*Supplied passage*:
________________________

What was different was the way the congregation sang the prayer. Instead of singing it as a whole phrase, or singing each word quietly in a full breath, we all sang each word fully, loudly, in a bizarre kind of harmony that wasn't melodic so much as absolutely willed.

shema


yisrael


adonai


eloheynu


adonai


echad

Each note was so full, it was if an entire season was blossoming within it.

The curtains whipped at the open slider doors, and the man next to me bobbed his head on his full belly. And I was glad to be there, glad to have gotten lost on the K line, glad to be an experimental and friendly Jew.

Thursday, September 25, 2008

Cords and Wires

My life is full of cords and wires.

Lying in bed, the first one I see is the the tubing that goes from insulin pump to abdomen. People are always startled to hear that I sleep with a little pager-like device stuck to my body. True, it is at times inconvenient when I turn over and my pump slides off the bed, and yet it I'm used to it.

Then there are the recreational wires. I (cough) use an iPod way more than I probably should. i have also started the obnoxious habit of failing to capitalize my "i"s. Growing up in the age of radio technology-turned-portable-everything, I can't fall alseep without listening to something. It started back in junior high, when I would just leave my radio on the windowsill tuned in to 100.5 FM, waking up to used car ads and Dr. Drew's "Loveline." Then there was the audio books phase, which also propelled me through the Walkman phase, longer than most, and later on to the Discman ("skip-free") era. In college, there were the carefully-selected mix cds from boyfriends and roommates. There was always a startling difference between the "sleep" cd and the "running / rocking out" cd. And these days...well, my inner nerd has emerged triumphant with the blossoming of podcasts. The highlight of every Monday is downloading the latest "This American Life," "Wait, Wait, Don't Tell Me," "Sound Opinions," "Dawn and Drew Show," "PRI: Selected Shorts," and many more my inner geek is not yet comfortable enough to reveal.

So far both of these cords are both physically close to my body and represent a psychological or otherwise physiological dependency (a bit of a hyperbole for the iPod, but definitely true for my iPump). Even more recent is my very first laptop, adquired this summer through an amazing discount. Never before have I been able to type a story or respond to an email in bed. Genius. I don't trust myself quite enough to take my darling Wangari Maathai (aptly named, I hope) beyond the corner coffee shop. I have taken her to Progressive Grounds down the street, trotting carefully with her tucked away in an inherited computer-carrying case, bringing along yet more cords.

________________________

*Data shown*:
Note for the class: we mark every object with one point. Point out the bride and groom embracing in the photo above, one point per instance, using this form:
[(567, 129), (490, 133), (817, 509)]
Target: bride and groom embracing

________________________

*Activities*:
1. In the blog passage, why is the writer unable to fall asleep without listening to something? Answer in one to three sentences.
2. From the blog passage, reproduce verbatim the part that opens with the words containing "Each note was" and closes with "and friendly Jew.".

*Exercise responses*:
1. The writer attributes the habit to growing up in the age of radio technology turning into portable everything. It began in junior high with a radio left on the windowsill tuned to 100.5 FM.

2.
Each note was so full, it was if an entire season was blossoming within it.

The curtains whipped at the open slider doors, and the man next to me bobbed his head on his full belly. And I was glad to be there, glad to have gotten lost on the K line, glad to be an experimental and friendly Jew.